What the task asks:
Output every record below exactly as it appears.

The input:
start

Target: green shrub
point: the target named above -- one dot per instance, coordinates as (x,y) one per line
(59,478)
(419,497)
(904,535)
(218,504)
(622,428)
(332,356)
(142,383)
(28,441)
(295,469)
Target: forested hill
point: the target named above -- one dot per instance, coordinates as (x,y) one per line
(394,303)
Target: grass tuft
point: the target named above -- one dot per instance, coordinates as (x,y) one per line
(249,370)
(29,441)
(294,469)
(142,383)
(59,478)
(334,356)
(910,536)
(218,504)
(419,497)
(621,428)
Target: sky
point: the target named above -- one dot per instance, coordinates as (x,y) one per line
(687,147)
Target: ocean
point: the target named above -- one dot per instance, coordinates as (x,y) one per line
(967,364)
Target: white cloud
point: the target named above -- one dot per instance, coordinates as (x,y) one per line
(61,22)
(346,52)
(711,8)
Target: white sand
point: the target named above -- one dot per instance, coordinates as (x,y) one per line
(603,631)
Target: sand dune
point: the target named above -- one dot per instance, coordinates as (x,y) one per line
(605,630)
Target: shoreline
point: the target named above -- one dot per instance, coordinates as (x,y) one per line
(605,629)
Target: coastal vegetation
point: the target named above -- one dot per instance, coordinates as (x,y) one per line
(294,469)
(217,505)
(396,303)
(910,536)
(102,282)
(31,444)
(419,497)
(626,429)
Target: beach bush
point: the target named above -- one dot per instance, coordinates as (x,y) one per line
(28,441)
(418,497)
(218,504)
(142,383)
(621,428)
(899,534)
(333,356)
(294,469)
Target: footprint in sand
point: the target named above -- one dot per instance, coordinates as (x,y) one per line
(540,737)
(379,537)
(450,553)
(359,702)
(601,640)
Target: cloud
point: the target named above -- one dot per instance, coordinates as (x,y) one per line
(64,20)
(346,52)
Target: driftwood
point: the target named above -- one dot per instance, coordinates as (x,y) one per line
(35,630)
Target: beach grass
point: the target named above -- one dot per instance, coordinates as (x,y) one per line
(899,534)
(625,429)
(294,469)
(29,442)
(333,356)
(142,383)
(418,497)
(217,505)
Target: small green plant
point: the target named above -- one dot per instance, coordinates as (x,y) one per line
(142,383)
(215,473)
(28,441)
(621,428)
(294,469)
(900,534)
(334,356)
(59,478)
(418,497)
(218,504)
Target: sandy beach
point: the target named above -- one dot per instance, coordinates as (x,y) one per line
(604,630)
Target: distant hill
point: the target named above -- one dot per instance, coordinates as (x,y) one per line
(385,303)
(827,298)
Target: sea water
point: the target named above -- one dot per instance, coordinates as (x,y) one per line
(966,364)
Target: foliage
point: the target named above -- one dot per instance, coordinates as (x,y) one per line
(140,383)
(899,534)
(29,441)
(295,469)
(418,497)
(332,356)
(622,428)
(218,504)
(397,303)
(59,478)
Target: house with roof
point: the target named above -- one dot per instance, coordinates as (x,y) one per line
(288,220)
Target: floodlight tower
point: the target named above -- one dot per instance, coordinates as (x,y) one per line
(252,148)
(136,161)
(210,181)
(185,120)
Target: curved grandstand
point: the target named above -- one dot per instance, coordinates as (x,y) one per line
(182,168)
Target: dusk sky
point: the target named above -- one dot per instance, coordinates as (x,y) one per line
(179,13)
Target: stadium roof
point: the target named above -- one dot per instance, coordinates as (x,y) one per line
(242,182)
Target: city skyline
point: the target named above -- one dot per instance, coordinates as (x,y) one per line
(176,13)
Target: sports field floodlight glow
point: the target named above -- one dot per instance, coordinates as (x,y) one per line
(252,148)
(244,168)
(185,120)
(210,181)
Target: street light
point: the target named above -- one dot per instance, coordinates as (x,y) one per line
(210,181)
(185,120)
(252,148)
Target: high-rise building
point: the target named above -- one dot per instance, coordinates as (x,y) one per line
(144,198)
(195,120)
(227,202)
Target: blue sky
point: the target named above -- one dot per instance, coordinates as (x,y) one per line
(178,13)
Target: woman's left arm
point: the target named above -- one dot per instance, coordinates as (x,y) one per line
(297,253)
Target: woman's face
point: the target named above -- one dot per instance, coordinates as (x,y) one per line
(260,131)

end

The response:
Target: green shrub
point: the target named above -- one dot per instance, coordinates as (x,y) one per line
(59,478)
(419,497)
(904,535)
(218,504)
(622,428)
(332,356)
(142,383)
(28,441)
(295,469)
Target: forested hill
point: the target named above -- one dot per instance, coordinates as (x,y) one per line
(394,303)
Target: grass tuft
point: the target named above -- one dot per instance, coordinates as (x,y) one per line
(249,370)
(29,441)
(294,469)
(142,383)
(59,478)
(334,356)
(910,536)
(218,504)
(419,497)
(621,428)
Target: sky
point: the target named above -- one dot per instance, coordinates as (x,y) one per line
(687,147)
Target: ocean
point: the target named above -- one dot per instance, coordinates as (x,y) one per line
(967,364)
Target: white cloud
point: the target named above -- one dot per instance, coordinates as (x,y) one per line
(61,22)
(346,52)
(711,8)
Target: white sand
point: the target named above -- one dot per instance, coordinates as (x,y) one per line
(603,631)
Target: sand dune
point: the target named above -- one dot per instance, coordinates as (x,y) one per line
(605,630)
Target: shoreline
point: the target named above -- one dot per instance, coordinates as (x,y) one per line
(605,629)
Target: coastal vegetation
point: the target named above -- one dot per instance, coordinates as (x,y) one per line
(294,469)
(217,505)
(396,303)
(910,536)
(102,282)
(31,444)
(419,497)
(626,429)
Target: beach bush
point: the target named above -- one dot per instance, coordinates as (x,y) one per line
(28,441)
(418,497)
(218,504)
(142,383)
(621,428)
(899,534)
(333,356)
(294,469)
Target: footprint in sand
point: the target named above -- one dot per instance, coordinates as (x,y) one per line
(540,737)
(379,537)
(450,553)
(359,702)
(601,640)
Target: cloud
point: the target named above -- one dot per instance, coordinates as (x,y) one per line
(64,20)
(346,52)
Target: driftwood
point: the target named above -- one dot per instance, coordinates as (x,y) one per line
(35,630)
Target: beach grass
point: the target named above -- one dot per instance, coordinates as (x,y) one per line
(899,534)
(625,429)
(294,469)
(29,442)
(333,356)
(142,383)
(418,497)
(217,505)
Target: small green plant
point: the target named above -- one dot per instance, coordinates as (x,y) one per line
(142,383)
(215,473)
(28,441)
(621,428)
(294,469)
(900,534)
(334,356)
(59,478)
(418,497)
(218,504)
Target: sandy beach
point: the target named above -- one dot per instance, coordinates as (x,y) one per line
(604,630)
Target: distant hill
point: the target named above -- one dot per instance, coordinates as (x,y) one per line
(385,303)
(827,298)
Target: sea water
point: the target named above -- one dot per instance, coordinates as (x,y) one per line
(966,364)
Target: foliage
point: the target named above -- one dot per instance, coordinates as (x,y) one per line
(140,383)
(899,534)
(29,441)
(295,469)
(418,497)
(332,356)
(622,428)
(218,504)
(397,303)
(59,478)
Target: house with roof
point: the target named above -- one dot per instance, coordinates as (x,y) one per line
(288,220)
Target: floodlight tower
point: the target named above -- one dot per instance, coordinates as (x,y) one per line
(252,148)
(136,161)
(210,181)
(185,120)
Target: curved grandstand
point: the target named above -- one dot per instance, coordinates as (x,y) one per line
(182,168)
Target: dusk sky
point: the target named above -- one dot per instance, coordinates as (x,y) one per line
(179,13)
Target: stadium roof
point: the target named above -- one dot per instance, coordinates as (x,y) one per line
(242,182)
Target: city skyline
point: the target named above -- one dot per instance, coordinates as (x,y) one per line
(176,13)
Target: sports field floodlight glow
point: the target named above -- one dot per instance, coordinates as (x,y) one per line
(252,148)
(244,168)
(185,120)
(210,181)
Target: street light
point: the target named above -- one dot per instance, coordinates as (x,y) one per line
(210,181)
(185,120)
(252,148)
Target: high-rise building
point: the target named above -- one dot per instance, coordinates as (x,y) one per line
(144,198)
(195,120)
(227,202)
Target: blue sky
point: the target named above -- one dot per instance, coordinates as (x,y) one per line
(178,13)
Target: woman's left arm
point: the target named above -- one dot per instance, coordinates as (x,y) one per line
(297,253)
Target: woman's face
point: the target named above -- one dot per instance, coordinates as (x,y) one per line
(260,131)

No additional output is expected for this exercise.